- Your task: Please list every line of the data below that contains the string "vintage", treating uppercase and lowercase as different.

'''

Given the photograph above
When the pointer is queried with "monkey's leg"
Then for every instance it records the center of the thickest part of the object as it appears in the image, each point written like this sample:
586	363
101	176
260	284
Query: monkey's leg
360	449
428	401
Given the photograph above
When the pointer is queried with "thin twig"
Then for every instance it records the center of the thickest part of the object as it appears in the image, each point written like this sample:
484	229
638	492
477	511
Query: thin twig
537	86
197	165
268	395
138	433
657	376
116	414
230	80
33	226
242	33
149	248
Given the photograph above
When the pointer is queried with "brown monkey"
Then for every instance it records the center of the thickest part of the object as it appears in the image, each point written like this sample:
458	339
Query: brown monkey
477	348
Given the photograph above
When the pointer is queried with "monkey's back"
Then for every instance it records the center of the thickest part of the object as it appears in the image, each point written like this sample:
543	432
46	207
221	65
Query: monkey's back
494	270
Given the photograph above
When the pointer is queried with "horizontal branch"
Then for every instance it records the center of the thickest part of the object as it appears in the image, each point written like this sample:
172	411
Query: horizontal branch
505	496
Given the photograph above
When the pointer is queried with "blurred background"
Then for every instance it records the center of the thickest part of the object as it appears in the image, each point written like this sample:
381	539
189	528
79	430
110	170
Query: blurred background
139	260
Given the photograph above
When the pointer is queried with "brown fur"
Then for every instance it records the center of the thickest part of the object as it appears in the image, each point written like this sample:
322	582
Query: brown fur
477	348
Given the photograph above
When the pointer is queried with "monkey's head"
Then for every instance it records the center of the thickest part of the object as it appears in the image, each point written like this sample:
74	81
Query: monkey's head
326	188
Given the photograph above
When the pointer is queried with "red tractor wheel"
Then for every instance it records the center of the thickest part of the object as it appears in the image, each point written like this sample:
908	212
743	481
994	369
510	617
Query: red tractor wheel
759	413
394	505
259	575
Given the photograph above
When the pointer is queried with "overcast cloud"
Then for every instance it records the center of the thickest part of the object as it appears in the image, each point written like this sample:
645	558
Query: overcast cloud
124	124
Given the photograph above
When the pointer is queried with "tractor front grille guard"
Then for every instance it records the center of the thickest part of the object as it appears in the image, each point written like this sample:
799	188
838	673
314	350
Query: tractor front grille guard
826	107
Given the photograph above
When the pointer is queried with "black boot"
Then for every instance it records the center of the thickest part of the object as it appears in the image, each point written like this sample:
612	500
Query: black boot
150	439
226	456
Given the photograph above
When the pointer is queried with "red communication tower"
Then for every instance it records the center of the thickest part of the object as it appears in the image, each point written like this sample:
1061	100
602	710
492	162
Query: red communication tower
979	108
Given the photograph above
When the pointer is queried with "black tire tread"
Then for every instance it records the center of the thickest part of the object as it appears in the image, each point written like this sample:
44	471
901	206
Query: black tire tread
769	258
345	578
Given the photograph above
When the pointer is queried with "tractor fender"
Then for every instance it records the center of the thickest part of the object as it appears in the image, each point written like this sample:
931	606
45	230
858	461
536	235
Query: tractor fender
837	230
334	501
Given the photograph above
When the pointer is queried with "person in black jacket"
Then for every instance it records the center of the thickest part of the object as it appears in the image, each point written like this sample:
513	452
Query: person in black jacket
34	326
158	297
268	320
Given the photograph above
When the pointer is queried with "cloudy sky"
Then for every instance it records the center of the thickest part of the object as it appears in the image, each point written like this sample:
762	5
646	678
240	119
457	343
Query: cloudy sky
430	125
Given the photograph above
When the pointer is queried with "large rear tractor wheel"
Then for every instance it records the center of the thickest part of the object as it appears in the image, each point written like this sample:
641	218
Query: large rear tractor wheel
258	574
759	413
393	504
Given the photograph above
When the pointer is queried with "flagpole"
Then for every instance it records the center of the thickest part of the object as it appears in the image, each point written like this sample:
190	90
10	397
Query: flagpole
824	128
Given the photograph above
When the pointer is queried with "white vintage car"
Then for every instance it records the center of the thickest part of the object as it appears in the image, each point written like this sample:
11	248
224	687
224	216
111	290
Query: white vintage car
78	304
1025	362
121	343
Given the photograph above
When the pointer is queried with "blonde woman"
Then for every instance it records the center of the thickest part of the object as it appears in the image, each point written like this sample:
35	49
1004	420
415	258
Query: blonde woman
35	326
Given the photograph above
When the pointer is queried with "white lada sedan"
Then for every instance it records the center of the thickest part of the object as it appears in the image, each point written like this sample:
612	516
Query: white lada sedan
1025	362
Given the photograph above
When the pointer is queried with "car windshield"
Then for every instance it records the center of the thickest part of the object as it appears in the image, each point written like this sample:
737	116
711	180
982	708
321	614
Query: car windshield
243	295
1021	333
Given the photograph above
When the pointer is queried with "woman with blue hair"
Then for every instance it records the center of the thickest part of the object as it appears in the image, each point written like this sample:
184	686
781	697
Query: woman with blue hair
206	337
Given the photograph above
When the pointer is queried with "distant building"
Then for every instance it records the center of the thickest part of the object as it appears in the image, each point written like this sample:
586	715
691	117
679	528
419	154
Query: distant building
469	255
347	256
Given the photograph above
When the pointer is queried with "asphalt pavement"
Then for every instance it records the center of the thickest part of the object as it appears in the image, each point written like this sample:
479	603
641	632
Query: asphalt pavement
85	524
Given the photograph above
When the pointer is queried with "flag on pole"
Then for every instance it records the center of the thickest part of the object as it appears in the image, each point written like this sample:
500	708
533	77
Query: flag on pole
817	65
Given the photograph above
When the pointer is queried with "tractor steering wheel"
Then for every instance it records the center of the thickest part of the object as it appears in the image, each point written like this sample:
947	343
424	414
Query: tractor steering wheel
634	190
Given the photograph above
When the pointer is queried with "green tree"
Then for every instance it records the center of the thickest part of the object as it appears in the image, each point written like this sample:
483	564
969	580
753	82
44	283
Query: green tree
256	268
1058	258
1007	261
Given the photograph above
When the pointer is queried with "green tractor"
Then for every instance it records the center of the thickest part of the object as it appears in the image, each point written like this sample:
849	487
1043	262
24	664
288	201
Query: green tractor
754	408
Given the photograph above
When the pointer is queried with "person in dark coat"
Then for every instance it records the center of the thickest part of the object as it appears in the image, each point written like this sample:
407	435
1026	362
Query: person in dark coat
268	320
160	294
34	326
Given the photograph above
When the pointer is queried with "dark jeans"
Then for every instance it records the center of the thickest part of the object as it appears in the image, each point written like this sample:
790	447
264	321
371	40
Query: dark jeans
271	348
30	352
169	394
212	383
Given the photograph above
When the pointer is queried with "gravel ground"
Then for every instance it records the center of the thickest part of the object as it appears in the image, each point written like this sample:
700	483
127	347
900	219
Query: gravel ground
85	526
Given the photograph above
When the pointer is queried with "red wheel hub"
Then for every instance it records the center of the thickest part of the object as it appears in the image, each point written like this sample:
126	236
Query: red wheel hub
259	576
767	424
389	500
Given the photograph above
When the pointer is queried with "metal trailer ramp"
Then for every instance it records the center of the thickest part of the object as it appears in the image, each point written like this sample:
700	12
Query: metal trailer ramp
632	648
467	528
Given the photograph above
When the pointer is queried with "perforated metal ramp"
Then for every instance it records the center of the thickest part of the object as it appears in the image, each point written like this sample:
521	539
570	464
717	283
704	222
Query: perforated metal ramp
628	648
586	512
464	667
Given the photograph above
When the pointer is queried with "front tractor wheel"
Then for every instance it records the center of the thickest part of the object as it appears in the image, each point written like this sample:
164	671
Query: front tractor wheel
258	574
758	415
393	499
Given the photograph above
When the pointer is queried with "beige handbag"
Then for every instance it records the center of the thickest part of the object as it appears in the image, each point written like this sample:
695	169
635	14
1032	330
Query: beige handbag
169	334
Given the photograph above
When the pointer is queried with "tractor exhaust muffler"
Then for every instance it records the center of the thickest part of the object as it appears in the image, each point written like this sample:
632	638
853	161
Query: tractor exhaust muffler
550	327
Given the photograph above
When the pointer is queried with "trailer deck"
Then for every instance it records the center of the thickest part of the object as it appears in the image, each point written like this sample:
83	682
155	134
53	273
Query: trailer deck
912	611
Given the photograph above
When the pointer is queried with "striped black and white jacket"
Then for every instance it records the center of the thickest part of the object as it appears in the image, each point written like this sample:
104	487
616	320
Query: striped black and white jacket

'''

- Task response:
When the pointer is queried with "white vintage car"
Query: white vintage car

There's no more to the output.